练习目标:
在下列条目中找出所有包含字符串“wing”的行，并将这些行逐一抄录。

### 输入数据

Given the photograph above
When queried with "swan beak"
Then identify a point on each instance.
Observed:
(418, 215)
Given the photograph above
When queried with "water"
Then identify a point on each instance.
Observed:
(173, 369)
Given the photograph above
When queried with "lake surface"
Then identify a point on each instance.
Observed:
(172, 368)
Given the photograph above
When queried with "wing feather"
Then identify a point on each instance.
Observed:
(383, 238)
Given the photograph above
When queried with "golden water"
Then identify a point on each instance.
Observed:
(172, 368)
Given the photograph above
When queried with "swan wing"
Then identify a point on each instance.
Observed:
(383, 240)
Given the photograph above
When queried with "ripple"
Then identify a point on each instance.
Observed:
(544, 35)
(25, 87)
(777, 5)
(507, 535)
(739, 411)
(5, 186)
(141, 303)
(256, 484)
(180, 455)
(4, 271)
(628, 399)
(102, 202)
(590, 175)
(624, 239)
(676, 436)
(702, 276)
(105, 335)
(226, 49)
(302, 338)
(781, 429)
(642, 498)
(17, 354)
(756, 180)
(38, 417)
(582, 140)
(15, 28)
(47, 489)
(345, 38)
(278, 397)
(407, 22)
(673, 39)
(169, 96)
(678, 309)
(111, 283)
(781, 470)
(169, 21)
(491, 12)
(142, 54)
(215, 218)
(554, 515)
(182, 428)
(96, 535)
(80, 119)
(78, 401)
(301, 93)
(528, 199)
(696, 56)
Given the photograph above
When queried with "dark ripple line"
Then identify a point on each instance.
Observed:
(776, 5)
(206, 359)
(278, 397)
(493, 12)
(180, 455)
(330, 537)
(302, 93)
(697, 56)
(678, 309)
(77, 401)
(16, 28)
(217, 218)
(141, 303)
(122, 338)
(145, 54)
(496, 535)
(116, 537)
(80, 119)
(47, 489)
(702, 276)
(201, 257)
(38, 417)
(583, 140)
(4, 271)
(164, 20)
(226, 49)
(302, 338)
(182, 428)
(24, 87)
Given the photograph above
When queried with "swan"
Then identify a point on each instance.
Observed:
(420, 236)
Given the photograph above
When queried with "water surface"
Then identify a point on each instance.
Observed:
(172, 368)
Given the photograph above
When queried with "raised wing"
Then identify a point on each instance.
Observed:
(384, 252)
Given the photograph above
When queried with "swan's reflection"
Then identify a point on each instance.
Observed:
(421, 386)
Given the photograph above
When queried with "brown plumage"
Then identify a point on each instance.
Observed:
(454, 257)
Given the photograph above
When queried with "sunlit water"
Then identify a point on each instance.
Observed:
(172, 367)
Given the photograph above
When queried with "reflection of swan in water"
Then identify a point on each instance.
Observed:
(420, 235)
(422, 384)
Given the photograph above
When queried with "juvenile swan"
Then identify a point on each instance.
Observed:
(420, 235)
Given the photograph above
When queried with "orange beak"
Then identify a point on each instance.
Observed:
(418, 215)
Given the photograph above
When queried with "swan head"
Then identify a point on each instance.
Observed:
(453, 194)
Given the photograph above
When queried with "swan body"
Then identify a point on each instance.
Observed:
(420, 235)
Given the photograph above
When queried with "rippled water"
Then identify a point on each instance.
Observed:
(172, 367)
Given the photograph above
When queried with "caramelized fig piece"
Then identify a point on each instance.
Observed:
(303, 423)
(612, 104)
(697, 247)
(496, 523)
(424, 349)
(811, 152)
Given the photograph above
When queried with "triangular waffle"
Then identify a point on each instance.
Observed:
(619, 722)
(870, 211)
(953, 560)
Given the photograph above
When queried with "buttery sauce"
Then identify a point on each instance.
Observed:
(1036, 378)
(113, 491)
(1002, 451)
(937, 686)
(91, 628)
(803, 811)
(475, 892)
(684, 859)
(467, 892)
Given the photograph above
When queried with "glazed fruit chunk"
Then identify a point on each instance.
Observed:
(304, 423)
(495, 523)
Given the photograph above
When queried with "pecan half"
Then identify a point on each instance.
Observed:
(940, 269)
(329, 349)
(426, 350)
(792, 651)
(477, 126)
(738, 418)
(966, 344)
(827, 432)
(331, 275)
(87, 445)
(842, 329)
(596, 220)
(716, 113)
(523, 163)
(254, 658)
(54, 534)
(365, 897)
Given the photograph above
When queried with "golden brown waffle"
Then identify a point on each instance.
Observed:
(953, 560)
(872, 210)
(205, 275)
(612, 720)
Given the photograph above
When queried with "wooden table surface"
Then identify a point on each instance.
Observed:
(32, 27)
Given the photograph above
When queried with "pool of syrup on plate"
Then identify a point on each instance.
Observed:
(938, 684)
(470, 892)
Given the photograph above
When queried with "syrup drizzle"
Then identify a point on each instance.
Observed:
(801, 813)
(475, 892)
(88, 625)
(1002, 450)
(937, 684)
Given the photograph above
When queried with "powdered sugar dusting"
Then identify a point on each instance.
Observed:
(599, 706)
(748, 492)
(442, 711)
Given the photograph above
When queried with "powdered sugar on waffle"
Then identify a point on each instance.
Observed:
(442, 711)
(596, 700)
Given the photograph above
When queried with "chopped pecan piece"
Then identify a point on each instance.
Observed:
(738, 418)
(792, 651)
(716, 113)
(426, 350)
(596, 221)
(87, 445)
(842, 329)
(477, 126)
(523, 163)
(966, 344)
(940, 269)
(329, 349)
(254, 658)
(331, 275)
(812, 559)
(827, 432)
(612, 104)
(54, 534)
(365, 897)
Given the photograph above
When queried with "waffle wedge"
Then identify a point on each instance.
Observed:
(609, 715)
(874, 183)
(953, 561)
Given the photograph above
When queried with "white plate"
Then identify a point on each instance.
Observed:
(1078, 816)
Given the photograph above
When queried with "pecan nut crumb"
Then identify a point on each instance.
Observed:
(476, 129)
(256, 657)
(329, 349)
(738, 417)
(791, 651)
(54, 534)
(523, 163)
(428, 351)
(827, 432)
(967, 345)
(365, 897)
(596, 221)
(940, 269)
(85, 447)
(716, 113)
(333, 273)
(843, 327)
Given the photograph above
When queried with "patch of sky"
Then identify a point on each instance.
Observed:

######

答复:
When queried with "wing feather"
When queried with "swan wing"
When queried with "raised wing"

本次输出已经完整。